Problem details: After checking the listing below, say how many of its lines contain the string "texture". Only the number is needed.

Records for this task:
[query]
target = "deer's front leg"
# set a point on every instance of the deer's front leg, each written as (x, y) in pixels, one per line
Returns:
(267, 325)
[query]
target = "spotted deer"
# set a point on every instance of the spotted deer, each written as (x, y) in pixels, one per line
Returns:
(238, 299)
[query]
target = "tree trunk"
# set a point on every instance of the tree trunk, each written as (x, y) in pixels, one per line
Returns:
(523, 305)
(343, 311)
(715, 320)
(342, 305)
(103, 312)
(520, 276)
---
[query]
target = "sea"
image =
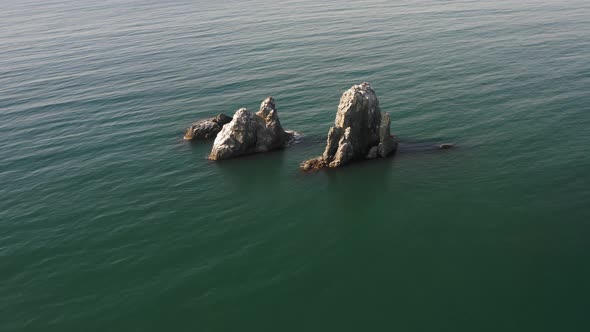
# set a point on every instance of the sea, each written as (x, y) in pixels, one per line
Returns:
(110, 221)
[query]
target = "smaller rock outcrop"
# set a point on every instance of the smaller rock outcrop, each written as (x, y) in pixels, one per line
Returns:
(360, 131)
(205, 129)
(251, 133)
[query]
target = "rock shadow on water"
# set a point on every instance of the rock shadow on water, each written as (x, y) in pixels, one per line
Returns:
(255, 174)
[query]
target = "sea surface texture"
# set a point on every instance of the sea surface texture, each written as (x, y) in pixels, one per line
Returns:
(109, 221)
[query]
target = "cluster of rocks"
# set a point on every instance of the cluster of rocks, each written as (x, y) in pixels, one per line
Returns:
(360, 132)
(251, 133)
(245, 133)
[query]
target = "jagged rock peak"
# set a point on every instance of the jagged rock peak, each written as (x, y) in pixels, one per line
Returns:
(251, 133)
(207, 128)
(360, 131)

Result below: 2